** Excerpted passage **
# Pics of Havannah



## Subie14 (Jun 4, 2009)

So as requested here is a few misc. pics of the munchkin. The bright purple thing is her "Pladdy" a kinda ugly purple beenie-baby that my mother gave here when we first brought her home. At that time the thing was bigger then her and yet she still managed to lug it all over the place with her. Now she is big enough to actually carry it around the house and wherever she is, "Pladdy" has to be also!

























The red doxie is her 'aunt' Rustie.










my hubby has better pics on his ras-berry phone.


----------



## SMARTY (Apr 19, 2007)

How cute is she? from 1 to 10? 10 of course.........and Rusty looks like a real gentleman.


----------



## HavaneseSoon (Nov 4, 2008)

Awwwwwwwwwwwwwwwwwwwwww.....So cute!


----------



## Leslie (Feb 28, 2007)

What a cutie Havannah is! I love the shot of her all tucked in sleeping w/"Pladdy"


----------



## BeverlyA (Oct 29, 2006)

awwwwwww what a sweetie!!!

Thanks for the pictures!

Beverly


----------



## Lilly's mom (Aug 10, 2007)

** Excerpted data **
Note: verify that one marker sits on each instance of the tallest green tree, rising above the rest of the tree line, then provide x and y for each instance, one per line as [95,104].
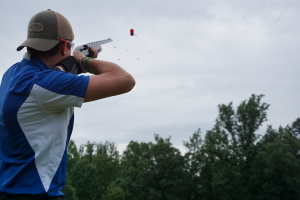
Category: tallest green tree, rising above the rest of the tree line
[226,154]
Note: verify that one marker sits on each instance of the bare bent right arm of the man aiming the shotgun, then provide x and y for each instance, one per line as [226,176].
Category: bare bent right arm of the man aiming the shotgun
[109,79]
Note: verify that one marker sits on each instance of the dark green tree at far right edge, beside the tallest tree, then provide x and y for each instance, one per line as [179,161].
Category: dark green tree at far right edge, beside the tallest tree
[276,171]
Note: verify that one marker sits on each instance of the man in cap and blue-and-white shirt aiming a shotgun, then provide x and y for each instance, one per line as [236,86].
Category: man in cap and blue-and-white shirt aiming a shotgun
[37,105]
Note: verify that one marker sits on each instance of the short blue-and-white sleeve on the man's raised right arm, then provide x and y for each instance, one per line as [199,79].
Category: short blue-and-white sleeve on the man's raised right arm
[57,90]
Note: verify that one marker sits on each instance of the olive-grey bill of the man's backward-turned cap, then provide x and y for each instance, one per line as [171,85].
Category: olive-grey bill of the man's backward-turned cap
[38,44]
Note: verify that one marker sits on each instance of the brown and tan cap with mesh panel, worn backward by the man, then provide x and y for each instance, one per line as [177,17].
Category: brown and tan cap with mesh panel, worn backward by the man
[45,29]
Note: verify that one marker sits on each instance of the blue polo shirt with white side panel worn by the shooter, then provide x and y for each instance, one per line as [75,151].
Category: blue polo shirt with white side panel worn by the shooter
[36,123]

** Instructions to follow **
Copy the Havannah thread above between "## Leslie (Feb" and "for the pictures!", inclusive, changing "sweetie" to "darling".

** Reply **
## Leslie (Feb 28, 2007)

What a cutie Havannah is! I love the shot of her all tucked in sleeping w/"Pladdy"


----------



## BeverlyA (Oct 29, 2006)

awwwwwww what a darling!!!

Thanks for the pictures!